#### Fragmento del texto
=-=-=

Jeff Buckley, la eternidad y un día
Carlos Olalla*. LQSomos. Enero 2017
Murió con treinta años, aunque había vivido más, mucho más, que la mayoría de los mortales ¿o es que, acaso, sirve de algo contar las veces que la tierra da la vuelta al sol para medir lo que vivimos? La eternidad vive en cada segundo, nosotros vivimos en cada segundo. Podemos contar las horas, tachar los días o arrancar las páginas de los calendarios. No sirve para nada. La eternidad nos enseña que el tiempo no existe. Son muchos los que se han ido jóvenes dejándonos lo mejor que llevaban. Y más, muchos más, quienes retrasan su muerte durante décadas sin haber vivido un solo día. No es lo que vivimos, sino la intensidad con la que lo vivimos lo que marca nuestras vidas. A él la muerte se lo llevó pronto, sí y quiso llevárselo con una aureola de misterio que permanecerá siempre. ¿Qué le impulsó a adentrarse de noche cantando en un río? ¿Por qué ni siquiera quiso quitarse la ropa o los zapatos? ¿Sabía que tenía esa cita que todos tenemos en aquel momento y en aquel lugar? ¿O creyéndose inmortal decidió adentrarse en aquellas oscuras aguas que se lo llevaron para siempre? Su cuerpo apareció desnudo cinco días después. La autopsia demostró que no había rastro de drogas o alcohol en su sangre.
Hubo algo, algo que solo sabía él, que le impulsó a dar aquel paso que le arrastraría a la muerte. Lo único que sabemos es que lo dio cantando como solo él sabía hacerlo. Y si los años no sirven para medir nuestra vida, tampoco la cantidad de cosas que hacemos sirve para medir nuestro legado. Él solo grabó un disco, “Grace”, un disco que le hizo inmortal. A nosotros nos queda el inmenso vacío de no poder escuchar jamás todo lo que su canto nos habría podido contar.

=-=-=

#### Contenido del material

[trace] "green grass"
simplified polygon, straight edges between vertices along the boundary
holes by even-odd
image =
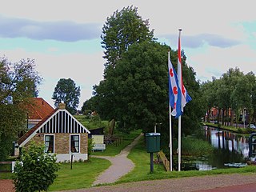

=-=-=

#### Partes del ejercicio
A: Traduce al inglés esta oración del texto sobre Jeff Buckley: "No es lo que vivimos, sino la intensidad con la que lo vivimos lo que marca nuestras vidas."
B: Prosigue el texto sobre Jeff Buckley a partir de su última oración.
El material no guarda relación con el texto sobre Jeff Buckley.

#### Respuestas por tarea
A: It is not what we live, but the intensity with which we live it, that marks our lives.

B:
No tuvo una infancia fácil. Su padre, Tim, era músico, como él, y tenía una voz incomparable, como él. Una sobredosis tras un concierto se lo llevó para siempre cuando solo tenía 28 años. Jeff casi ni le conoció. Solo se vieron una vez. Aún así, no quiso renunciar a llevar su apellido y fue precisamente en el sepelio de su padre donde Jeff cantó por primera vez en público en lo que para él fue su manera de rendirle su homenaje personal. La forma en la que Jeff hacía llorar a la guitarra y su inigualable voz capaz de expresar la melancolía más profunda han marcado la música de quienes han venido después. Hoy aquel lejano “Grace” es considerado por muchos como uno de los mejores discos de la historia de la música moderna.
Su cara de niño y la tristeza de su mirada le conferían un aura de misterio que le acompañó siempre, como también le acompañaron siempre una profunda inseguridad en sí mismo y su personalidad bipolar. Era buen compositor, un compositor que con sus canciones no pretendía llevar mensajes grandilocuentes a la gente, sino cantar desde su intimidad todo aquello que, como tantos, él sentía. Ni siquiera consideraba que hubiera creado canciones, sino que simplemente las había descubierto porque siempre habían estado ahí. Sin embargo fueron las versiones que hizo de otros temas que le llegaban al alma las que siguen siendo más visitadas en la red. Su versión del Allelujah de Cohen es, posiblemente, la mejor que se ha hecho jamás.
Su profunda sensibilidad y su irresistible atracción por la independencia y la libertad le llevaron a tener que intentar salir adelante compaginando lo que él quería hacer con las exigencias de la discográfica. Tras una gira que le trajo a Europa presentando “Grace”, ansiaba recuperar las sensaciones que experimentaba tocando solo con su guitarra en pequeños bares y clubs perdidos en ninguna parte. Para hacerlo no dudó en salir a la carretera escondiendo su fama tras cualquier seudónimo que le permitiera mantener el anonimato. Fueron muchos los conciertos que dio así, y fueron muchas las personas que le escucharon en directo sin saber siquiera quien era en realidad aquel joven espigado que susurraba sus canciones abrazado a su guitarra: “Hubo una época en mi vida no hace mucho tiempo en la que podía llegar a un café y simplemente hacer lo que quería, tocar música, aprender tocando, explorar lo que ello significa para mí, esto es, divertirme cuando aburro y/o entretengo a una audiencia que no me conoce o que no sabe a qué me dedico. En esta situación me puedo permitir el precioso e irremplazable lujo de equivocarme, de arriesgarme, de rendirme. He trabajado muy duro para conseguir todo esto, este entorno donde trabajar. Lo amaba y ahora que lo he perdido lo echo de menos. Lo único que estoy haciendo es reclamarlo…”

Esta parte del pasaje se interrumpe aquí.